*** THE DATA ***

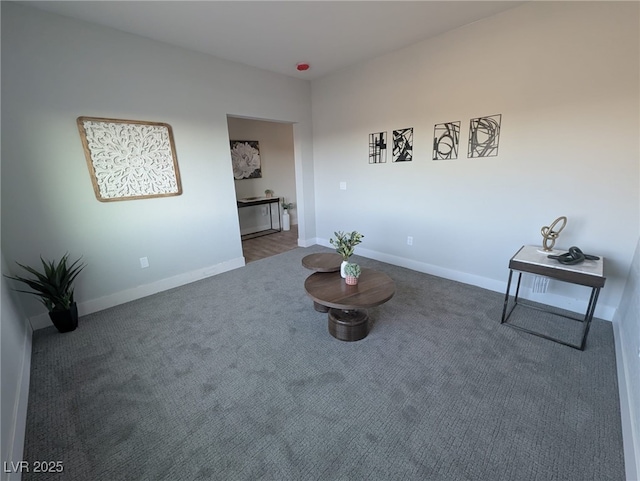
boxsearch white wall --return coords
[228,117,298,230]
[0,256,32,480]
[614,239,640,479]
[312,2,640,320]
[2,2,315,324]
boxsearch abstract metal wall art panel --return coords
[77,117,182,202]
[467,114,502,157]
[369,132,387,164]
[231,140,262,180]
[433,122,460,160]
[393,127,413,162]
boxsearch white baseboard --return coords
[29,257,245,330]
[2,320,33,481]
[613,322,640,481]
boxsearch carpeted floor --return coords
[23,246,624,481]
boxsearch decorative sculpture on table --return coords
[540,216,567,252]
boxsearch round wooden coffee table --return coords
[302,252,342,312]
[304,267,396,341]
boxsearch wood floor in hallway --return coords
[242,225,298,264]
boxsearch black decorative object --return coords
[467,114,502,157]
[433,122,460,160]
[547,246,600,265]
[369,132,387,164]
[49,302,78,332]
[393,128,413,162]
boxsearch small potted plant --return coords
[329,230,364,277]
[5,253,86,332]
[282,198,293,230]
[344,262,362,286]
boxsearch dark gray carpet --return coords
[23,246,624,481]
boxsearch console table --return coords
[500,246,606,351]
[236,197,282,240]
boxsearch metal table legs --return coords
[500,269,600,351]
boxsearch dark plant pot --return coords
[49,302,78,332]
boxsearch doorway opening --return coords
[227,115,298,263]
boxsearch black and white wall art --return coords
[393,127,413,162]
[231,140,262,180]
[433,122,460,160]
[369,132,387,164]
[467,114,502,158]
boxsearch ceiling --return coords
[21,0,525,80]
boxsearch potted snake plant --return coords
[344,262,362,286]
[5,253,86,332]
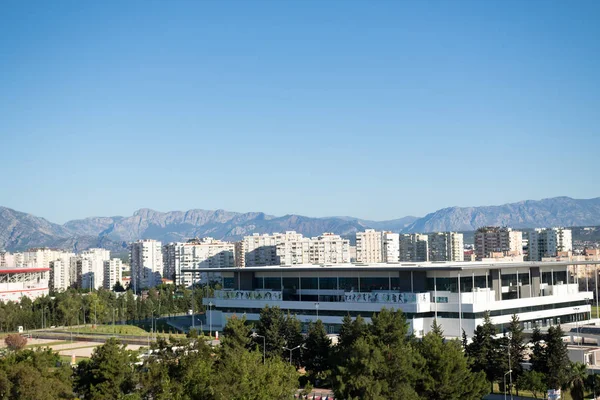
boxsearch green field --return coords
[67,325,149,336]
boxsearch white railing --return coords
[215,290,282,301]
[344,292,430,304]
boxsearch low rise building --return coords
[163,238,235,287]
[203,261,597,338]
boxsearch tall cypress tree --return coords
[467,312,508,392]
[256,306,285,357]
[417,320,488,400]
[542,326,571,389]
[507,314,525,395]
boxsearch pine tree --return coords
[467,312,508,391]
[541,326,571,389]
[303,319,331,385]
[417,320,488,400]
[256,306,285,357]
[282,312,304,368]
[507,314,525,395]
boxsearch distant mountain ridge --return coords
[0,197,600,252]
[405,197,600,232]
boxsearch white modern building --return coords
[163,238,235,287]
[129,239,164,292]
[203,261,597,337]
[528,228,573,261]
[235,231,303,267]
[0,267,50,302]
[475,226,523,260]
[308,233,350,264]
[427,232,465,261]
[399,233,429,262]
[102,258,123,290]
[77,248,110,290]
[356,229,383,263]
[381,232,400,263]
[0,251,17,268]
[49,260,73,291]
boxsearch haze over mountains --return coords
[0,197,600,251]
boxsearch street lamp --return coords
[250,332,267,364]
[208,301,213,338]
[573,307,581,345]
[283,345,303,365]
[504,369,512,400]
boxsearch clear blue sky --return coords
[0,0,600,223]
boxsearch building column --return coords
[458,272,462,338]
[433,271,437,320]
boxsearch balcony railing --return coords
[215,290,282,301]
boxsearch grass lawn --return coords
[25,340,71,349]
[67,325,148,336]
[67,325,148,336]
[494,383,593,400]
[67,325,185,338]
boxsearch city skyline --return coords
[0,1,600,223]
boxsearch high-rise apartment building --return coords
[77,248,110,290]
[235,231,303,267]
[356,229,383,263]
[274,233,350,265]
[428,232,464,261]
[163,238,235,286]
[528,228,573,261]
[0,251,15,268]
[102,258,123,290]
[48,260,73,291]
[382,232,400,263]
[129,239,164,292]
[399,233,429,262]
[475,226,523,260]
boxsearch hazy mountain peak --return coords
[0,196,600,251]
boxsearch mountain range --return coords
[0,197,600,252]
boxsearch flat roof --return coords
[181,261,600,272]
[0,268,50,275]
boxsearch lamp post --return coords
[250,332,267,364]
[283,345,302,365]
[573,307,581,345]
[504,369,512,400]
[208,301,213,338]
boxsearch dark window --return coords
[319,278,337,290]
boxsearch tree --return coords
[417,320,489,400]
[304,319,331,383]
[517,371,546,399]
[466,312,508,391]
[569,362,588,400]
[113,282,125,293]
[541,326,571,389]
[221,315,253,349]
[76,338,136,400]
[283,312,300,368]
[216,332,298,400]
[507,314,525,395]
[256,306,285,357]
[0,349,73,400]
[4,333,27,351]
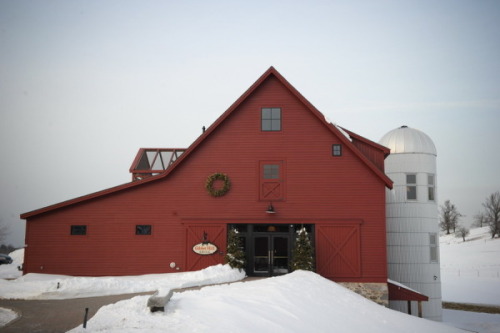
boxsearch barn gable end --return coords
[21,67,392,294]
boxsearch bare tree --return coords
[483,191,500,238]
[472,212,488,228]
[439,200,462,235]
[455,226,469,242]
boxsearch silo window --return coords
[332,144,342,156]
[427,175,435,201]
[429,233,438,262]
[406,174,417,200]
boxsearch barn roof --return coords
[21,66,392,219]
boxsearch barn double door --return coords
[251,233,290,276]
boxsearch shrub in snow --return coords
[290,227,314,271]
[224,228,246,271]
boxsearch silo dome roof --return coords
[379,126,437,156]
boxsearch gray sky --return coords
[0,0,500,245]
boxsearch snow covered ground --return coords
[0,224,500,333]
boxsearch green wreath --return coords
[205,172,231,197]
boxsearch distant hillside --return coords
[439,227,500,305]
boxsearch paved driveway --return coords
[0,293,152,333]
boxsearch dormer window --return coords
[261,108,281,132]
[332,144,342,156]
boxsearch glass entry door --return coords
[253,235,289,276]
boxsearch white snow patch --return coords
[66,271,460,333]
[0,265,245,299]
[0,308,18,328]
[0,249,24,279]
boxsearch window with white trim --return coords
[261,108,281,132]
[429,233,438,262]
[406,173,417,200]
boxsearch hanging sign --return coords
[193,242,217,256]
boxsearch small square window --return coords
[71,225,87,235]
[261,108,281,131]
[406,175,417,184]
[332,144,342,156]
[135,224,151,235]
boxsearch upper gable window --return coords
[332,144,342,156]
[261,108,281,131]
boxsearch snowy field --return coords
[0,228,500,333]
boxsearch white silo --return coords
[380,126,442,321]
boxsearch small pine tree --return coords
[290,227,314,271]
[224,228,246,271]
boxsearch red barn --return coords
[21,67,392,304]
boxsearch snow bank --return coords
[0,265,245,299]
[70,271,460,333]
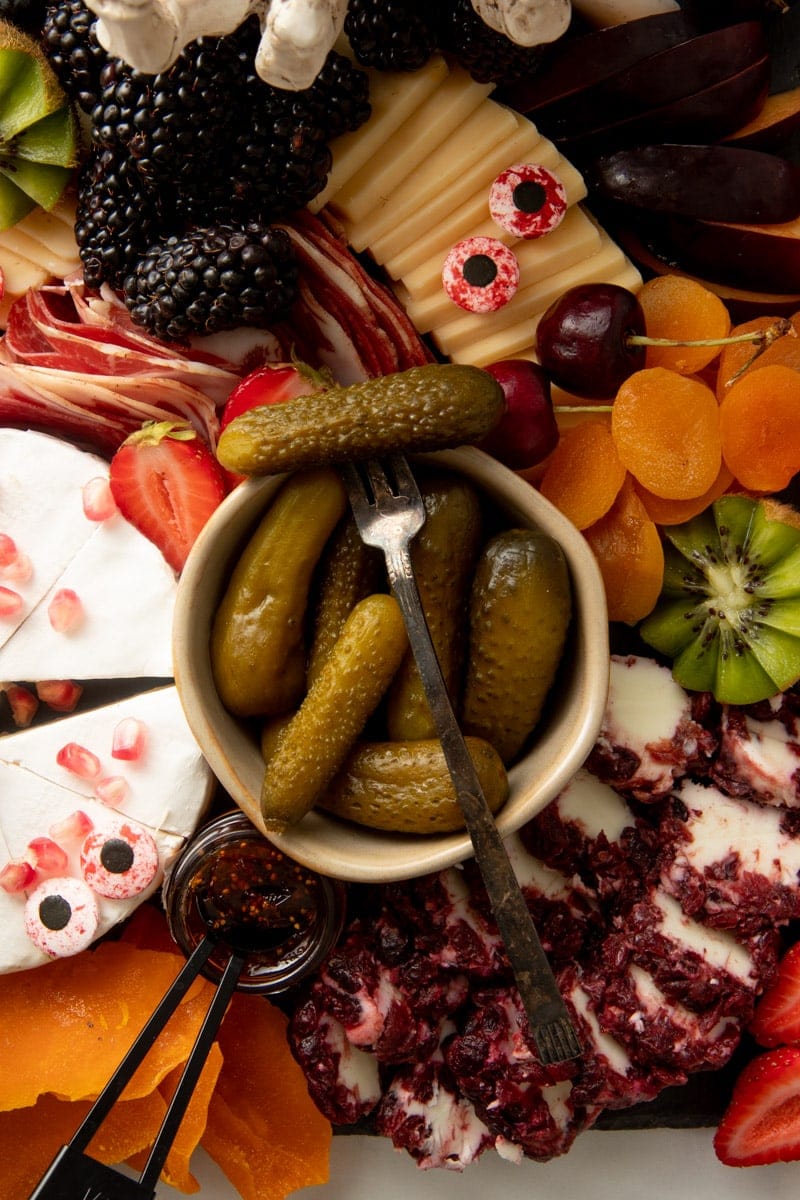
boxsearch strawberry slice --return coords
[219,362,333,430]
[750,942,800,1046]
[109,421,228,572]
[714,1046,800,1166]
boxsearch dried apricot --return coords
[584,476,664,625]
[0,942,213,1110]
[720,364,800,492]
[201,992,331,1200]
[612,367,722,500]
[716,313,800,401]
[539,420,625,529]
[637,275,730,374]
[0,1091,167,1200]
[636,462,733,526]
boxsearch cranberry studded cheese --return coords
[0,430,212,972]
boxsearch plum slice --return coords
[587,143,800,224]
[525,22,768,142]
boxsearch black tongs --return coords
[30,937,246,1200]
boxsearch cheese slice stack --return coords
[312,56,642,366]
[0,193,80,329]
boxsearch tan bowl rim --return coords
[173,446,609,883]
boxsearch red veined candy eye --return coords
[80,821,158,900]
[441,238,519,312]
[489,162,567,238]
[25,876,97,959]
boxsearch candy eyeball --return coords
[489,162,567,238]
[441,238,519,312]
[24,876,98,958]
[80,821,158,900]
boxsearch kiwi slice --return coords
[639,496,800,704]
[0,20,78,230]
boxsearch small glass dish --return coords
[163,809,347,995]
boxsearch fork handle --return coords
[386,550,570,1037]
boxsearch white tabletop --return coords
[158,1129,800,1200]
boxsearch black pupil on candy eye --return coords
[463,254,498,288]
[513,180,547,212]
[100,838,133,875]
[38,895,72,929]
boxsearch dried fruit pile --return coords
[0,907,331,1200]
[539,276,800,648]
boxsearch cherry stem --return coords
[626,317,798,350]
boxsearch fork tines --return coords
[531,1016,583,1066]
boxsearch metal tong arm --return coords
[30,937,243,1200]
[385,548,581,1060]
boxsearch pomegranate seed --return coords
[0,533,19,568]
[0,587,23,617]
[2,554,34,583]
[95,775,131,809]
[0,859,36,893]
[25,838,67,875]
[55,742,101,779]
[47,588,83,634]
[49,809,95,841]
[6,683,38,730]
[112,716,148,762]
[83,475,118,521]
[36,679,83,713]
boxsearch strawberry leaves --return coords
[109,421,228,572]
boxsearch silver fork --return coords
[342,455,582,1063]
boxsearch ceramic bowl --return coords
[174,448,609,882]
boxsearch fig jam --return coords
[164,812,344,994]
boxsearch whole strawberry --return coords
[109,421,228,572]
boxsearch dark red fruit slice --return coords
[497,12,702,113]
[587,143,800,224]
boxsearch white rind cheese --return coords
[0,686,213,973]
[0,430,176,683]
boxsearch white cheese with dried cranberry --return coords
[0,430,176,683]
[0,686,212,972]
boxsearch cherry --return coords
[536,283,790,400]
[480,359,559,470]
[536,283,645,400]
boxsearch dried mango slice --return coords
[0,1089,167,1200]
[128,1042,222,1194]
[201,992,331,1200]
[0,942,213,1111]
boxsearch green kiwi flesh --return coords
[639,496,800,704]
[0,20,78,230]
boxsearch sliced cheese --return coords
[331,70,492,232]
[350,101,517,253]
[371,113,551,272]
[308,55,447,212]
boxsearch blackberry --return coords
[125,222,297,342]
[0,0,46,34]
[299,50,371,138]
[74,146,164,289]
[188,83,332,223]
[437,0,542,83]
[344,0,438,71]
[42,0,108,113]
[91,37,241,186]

***

◆ WRITTEN TASK:
Reproduce the records from their start through the line that contains "[227,115,298,263]", including both ends, and leave the pictures out.

◆ CORRECT RESULT:
boxsearch white wall --return coords
[228,117,298,230]
[0,256,32,480]
[614,239,640,479]
[312,2,640,320]
[2,2,315,324]
boxsearch abstract metal wall art panel --return coords
[77,117,182,202]
[467,114,502,157]
[369,132,387,164]
[231,140,262,180]
[433,122,460,160]
[393,127,413,162]
boxsearch white baseboard --return coords
[29,257,245,330]
[2,320,33,481]
[613,322,640,481]
boxsearch carpeted floor --return coords
[23,246,624,481]
boxsearch decorative sculpture on table --return coords
[540,216,567,252]
boxsearch round wooden coffee table --return coords
[302,252,342,312]
[304,267,396,341]
boxsearch wood floor in hallway --return coords
[242,225,298,264]
boxsearch black decorative object --return coords
[467,114,502,157]
[433,122,460,160]
[547,246,600,265]
[369,132,387,164]
[49,302,78,332]
[393,128,413,162]
boxsearch small potted plant --return coords
[329,230,364,277]
[5,253,86,332]
[282,198,293,230]
[344,262,362,286]
boxsearch dark gray carpet --return coords
[23,246,624,481]
boxsearch console table --return coords
[500,246,606,351]
[236,197,282,240]
boxsearch metal table legs --return coords
[500,269,600,351]
boxsearch dark plant pot --return coords
[49,302,78,332]
boxsearch doorway opening --return coords
[227,115,298,263]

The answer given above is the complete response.